_Problem set:_
[a] In the comment on Australia's technological future, what is finding a scientist or engineer among Australian parliamentarians compared to?
[b] Summarize the comment on Australia's technological future in two sentences.
[c] Extend the comment on Australia's technological future, picking up after its final sentence.

_Supplied passage:_
start

@Andrew Orlowski -- Re: Gas? - - And Australia's technological future.
I'm old enough to have seen reports by governments and others about future projections and directions of certain technologies then to have lived through the time-span covered to know that such projections rarely turn out as predicted. More often than not, something--usually technological developments (the Internet for instance)--throws even the best researched projections way off course.
And it's especially true here in Australia where the culture mitigates--actively conspires--against the Nation's commitment to long-term plans and strategies, and it's especially so with large projects that are in the national interest--those in which government has a say. One could dwell a long time considering why it's so, suffice to say that finding a scientist or engineer amongst the hordes of lawyers, accountants and economists in the gaggle of Australian state and federal parliamentarians is like finding the proverbial needle in a haystack.
Australia's energy plans are about as fickle as the weather and without a solid local engineering /scientific culture* to underpin, drive and sustain big projects then they'll be at the whim of all sorts of short-term political and commercial forces. Australia will continue to make decisions based on emotion, fashion, short-term economic considerations and now notional 'green' values based on idealism rather than on proven engineering practices and sound economics. Given past Australia's history, factoring 'green' parameters into this mix will be highly emotional, divisive and political; and most likely, arguments will be based in popular notions of the day rather than those of sound reason. (Australia has and has had great engineers and scientists but they've usually had little sophisticated technical and commercial infrastructure to support them. The common story is that tall poppies get cut down to size and local developments are picked up by outsiders and developed overseas.)

end

_Data segment:_
start

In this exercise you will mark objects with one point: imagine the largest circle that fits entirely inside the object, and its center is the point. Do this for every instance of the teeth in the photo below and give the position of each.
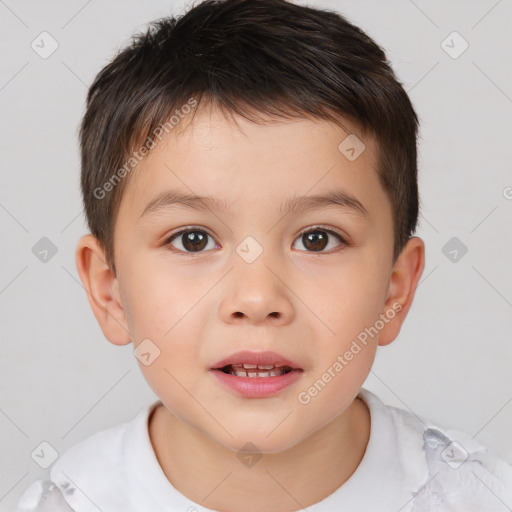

end

_Solved problems:_
[a] Finding the proverbial needle in a haystack.

[b] The writer has lived long enough to see that government and other projections about technology rarely turn out as predicted, since developments such as the Internet often throw them off course. In Australia, a culture that works against long-term plans and a shortage of scientists and engineers among parliamentarians leave energy plans fickle and decisions driven by emotion, fashion, short-term economics and idealistic "green" values rather than proven engineering and sound economics.

[c]
" So gas will be the cheapest power. But that's the only mention there is." Andrew therein lays a significant part of the reason. Moreover, gas contains carbon--and irrespective of its cleaner credentials than coal, to the Chattering Classes (those who've political influence)--the Periodic Table's Element 6 is truly on the nose in the same way as is Element 17 and especially so Element 80--elements that dare not speak their name in this profoundly scientifically illiterate milieu. It's a society whose understanding now comes from more a faith or belief than from any true hands-on understanding of science. [If you want a quintessential illustration of how the public's attitude to science has changed since the 1950s then view this: http://archive.org/details/WhyStudy1955_2 (12 mins).]
What I've said is not new or radical, Australia has a history of screwing up energy and other engineering and scientific policies to the disadvantage of its citizens. I'll cite an example but first some background.
For those outside Australia, you need to know that the country has huge and abundant energy reserves--enough for many hundreds if not thousands of years at the present rate of consumption. For instance, Sydney, NSW is sited somewhat near the centre of a huge geological saucer-shaped basin several hundred kilometres in diameter (part on land, part under the sea). Almost everywhere under this basin are coal and oil shale deposits of high quality--dig deep enough almost anywhere within this vast area and you'll almost certainly find a high quality coal seam that's several metres (~6') thick. (We owe this remarkable carboniferous seam to the vast Glossopteris forests that once covered this part of Gondwana before the Permian–Triassic extinction, about 252 Ma.)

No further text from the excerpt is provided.